╭─ Data records

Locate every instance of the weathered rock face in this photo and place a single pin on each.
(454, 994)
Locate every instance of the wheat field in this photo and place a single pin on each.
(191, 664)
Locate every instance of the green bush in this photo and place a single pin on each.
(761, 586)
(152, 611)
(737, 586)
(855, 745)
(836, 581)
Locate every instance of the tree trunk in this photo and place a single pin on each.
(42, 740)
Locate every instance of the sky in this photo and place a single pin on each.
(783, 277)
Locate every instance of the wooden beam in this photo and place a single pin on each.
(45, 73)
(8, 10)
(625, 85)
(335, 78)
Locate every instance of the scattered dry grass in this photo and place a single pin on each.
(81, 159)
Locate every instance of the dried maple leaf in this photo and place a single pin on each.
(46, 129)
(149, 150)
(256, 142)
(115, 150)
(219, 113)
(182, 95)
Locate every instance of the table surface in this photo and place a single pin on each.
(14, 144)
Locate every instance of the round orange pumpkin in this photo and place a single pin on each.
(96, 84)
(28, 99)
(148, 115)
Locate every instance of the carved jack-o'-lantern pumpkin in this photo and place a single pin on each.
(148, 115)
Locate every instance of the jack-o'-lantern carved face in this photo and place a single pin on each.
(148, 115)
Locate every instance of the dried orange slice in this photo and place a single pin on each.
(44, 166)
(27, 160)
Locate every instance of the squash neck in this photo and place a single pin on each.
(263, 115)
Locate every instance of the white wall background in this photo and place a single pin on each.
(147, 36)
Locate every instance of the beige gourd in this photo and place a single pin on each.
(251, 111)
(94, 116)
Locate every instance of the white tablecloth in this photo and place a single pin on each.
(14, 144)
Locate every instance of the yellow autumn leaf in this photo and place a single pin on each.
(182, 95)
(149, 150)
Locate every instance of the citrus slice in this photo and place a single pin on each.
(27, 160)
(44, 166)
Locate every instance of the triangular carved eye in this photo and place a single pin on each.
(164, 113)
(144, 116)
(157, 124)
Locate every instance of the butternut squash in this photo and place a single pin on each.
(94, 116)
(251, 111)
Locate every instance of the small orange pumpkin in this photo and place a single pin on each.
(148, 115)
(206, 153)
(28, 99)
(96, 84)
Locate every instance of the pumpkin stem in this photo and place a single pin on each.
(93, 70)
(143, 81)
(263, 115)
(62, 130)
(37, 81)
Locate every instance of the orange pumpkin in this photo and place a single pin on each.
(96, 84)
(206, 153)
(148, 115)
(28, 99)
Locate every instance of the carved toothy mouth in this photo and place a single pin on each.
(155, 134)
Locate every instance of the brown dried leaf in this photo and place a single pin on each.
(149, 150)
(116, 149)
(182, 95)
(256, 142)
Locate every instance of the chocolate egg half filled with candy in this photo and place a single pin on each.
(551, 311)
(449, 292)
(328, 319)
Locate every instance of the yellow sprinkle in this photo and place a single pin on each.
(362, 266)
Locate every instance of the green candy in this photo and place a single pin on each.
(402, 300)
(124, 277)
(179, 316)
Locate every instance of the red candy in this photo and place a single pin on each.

╰─

:: What you need to do ::
Recast every line of the listing above as a Markdown table with two columns, Row and Entry, numbering the rows in order and leaving out blank lines.

:: Output for this task ::
| Row | Entry |
|---|---|
| 1 | Locate every instance of the weathered rock face in this photo and place a single pin on each. |
| 2 | (454, 994) |
| 3 | Locate every instance of the wheat field in this photo and place a single pin on each. |
| 4 | (191, 664) |
| 5 | Locate every instance of the green bush in this photo and place a single pin on each. |
| 6 | (761, 586) |
| 7 | (152, 611) |
| 8 | (737, 586) |
| 9 | (855, 745) |
| 10 | (836, 581) |
| 11 | Locate every instance of the tree trunk in this photo and place a single pin on each. |
| 12 | (42, 740) |
| 13 | Locate every instance of the sky in this photo and place a single pin on each. |
| 14 | (783, 277) |
| 15 | Locate every instance of the wooden beam in this photo and place a single pin on each. |
| 16 | (45, 73) |
| 17 | (8, 10) |
| 18 | (625, 85) |
| 19 | (335, 78) |
| 20 | Locate every instance of the scattered dry grass in this photo and place a single pin on each. |
| 21 | (81, 159) |
| 22 | Locate every instance of the dried maple leaf in this photo and place a single pin on each. |
| 23 | (46, 129) |
| 24 | (149, 150) |
| 25 | (256, 142) |
| 26 | (115, 150) |
| 27 | (219, 113) |
| 28 | (182, 95) |
| 29 | Locate every instance of the table surface in this photo and place a single pin on each. |
| 30 | (14, 144) |
| 31 | Locate every instance of the round orange pumpkin in this photo and place a single pin on each. |
| 32 | (96, 84) |
| 33 | (28, 99) |
| 34 | (148, 115) |
| 35 | Locate every instance of the carved jack-o'-lantern pumpkin in this photo and place a single pin on each. |
| 36 | (148, 115) |
| 37 | Locate every instance of the jack-o'-lantern carved face in this photo and place a single pin on each. |
| 38 | (148, 115) |
| 39 | Locate every instance of the dried orange slice in this photo and place a single pin on each. |
| 40 | (44, 166) |
| 41 | (27, 160) |
| 42 | Locate every instance of the squash neck in this photo and place a single pin on each. |
| 43 | (263, 115) |
| 44 | Locate every instance of the white wall background in this photo and place a single pin on each. |
| 45 | (147, 36) |
| 46 | Locate every instance of the beige gourd in this photo and place a single pin on each. |
| 47 | (251, 111) |
| 48 | (94, 116) |
| 49 | Locate every instance of the white tablecloth in this photo and place a single pin on each. |
| 50 | (14, 144) |
| 51 | Locate every instance of the yellow autumn leaf in this photo and place a single pin on each. |
| 52 | (182, 95) |
| 53 | (149, 150) |
| 54 | Locate every instance of the citrus slice in this photo and place a single pin on each. |
| 55 | (27, 160) |
| 56 | (44, 166) |
| 57 | Locate every instance of the triangular carved eye in this photo and place a single pin on each. |
| 58 | (164, 113) |
| 59 | (144, 116) |
| 60 | (157, 124) |
| 61 | Locate every instance of the butternut squash in this photo and place a single pin on each. |
| 62 | (94, 116) |
| 63 | (251, 111) |
| 64 | Locate every instance of the small orange pumpkin in this photo and place a single pin on each. |
| 65 | (148, 115) |
| 66 | (206, 153) |
| 67 | (28, 99) |
| 68 | (96, 84) |
| 69 | Locate every instance of the pumpkin stem in this photo and place a single pin on each. |
| 70 | (93, 70) |
| 71 | (143, 81) |
| 72 | (263, 115) |
| 73 | (62, 130) |
| 74 | (37, 81) |
| 75 | Locate every instance of the orange pumpkin in this photo and place a single pin on each. |
| 76 | (96, 84) |
| 77 | (206, 153) |
| 78 | (148, 115) |
| 79 | (28, 99) |
| 80 | Locate every instance of the carved toothy mouth in this photo and place a single pin on each. |
| 81 | (155, 134) |
| 82 | Locate every instance of the brown dried leaf in this photo and place a single pin on each. |
| 83 | (149, 150) |
| 84 | (116, 149) |
| 85 | (182, 95) |
| 86 | (256, 142) |
| 87 | Locate every instance of the chocolate egg half filled with candy in this photo and place a single pin on each. |
| 88 | (551, 311) |
| 89 | (449, 292) |
| 90 | (328, 319) |
| 91 | Locate every instance of the yellow sprinkle in this photo and place a single pin on each. |
| 92 | (362, 266) |
| 93 | Locate every instance of the green candy in this photo and place a single pin on each. |
| 94 | (402, 300) |
| 95 | (124, 277) |
| 96 | (179, 316) |
| 97 | Locate every instance of the red candy in this photo and place a single pin on each. |